Given data start

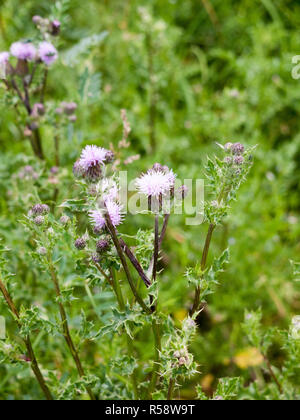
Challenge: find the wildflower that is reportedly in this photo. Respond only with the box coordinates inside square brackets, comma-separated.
[232, 143, 245, 155]
[32, 103, 45, 117]
[0, 51, 9, 65]
[73, 160, 84, 178]
[137, 167, 176, 198]
[10, 41, 36, 61]
[59, 214, 70, 226]
[50, 166, 59, 175]
[61, 102, 77, 115]
[89, 200, 123, 230]
[32, 15, 42, 25]
[39, 41, 58, 66]
[68, 115, 77, 123]
[91, 253, 100, 264]
[75, 146, 108, 181]
[33, 216, 45, 226]
[234, 156, 245, 165]
[31, 204, 50, 215]
[50, 19, 61, 36]
[96, 178, 118, 202]
[37, 247, 47, 256]
[106, 150, 115, 163]
[224, 156, 232, 165]
[224, 143, 233, 153]
[18, 165, 38, 181]
[55, 107, 64, 115]
[96, 239, 109, 254]
[75, 238, 86, 250]
[175, 185, 189, 200]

Given data end

* **Exercise description**
Retype every item above word for word, omitting the pictures.

* **Output for this task**
Challenge: find the wildflower that is reportedly in this photo. Respond only with the box coordinates inside square brackets, comma-separated.
[232, 143, 245, 155]
[32, 103, 45, 117]
[0, 51, 9, 65]
[73, 160, 84, 178]
[137, 167, 176, 198]
[10, 41, 36, 61]
[59, 214, 70, 226]
[50, 166, 59, 175]
[61, 102, 77, 115]
[89, 200, 123, 230]
[32, 15, 42, 25]
[39, 41, 58, 66]
[68, 115, 77, 123]
[91, 253, 100, 264]
[75, 146, 108, 181]
[33, 216, 45, 226]
[234, 156, 245, 165]
[31, 204, 50, 215]
[50, 19, 61, 36]
[96, 178, 118, 202]
[37, 247, 47, 256]
[106, 150, 115, 163]
[224, 156, 232, 165]
[224, 143, 233, 153]
[18, 165, 38, 181]
[55, 107, 64, 115]
[96, 239, 109, 254]
[75, 238, 86, 250]
[175, 185, 189, 200]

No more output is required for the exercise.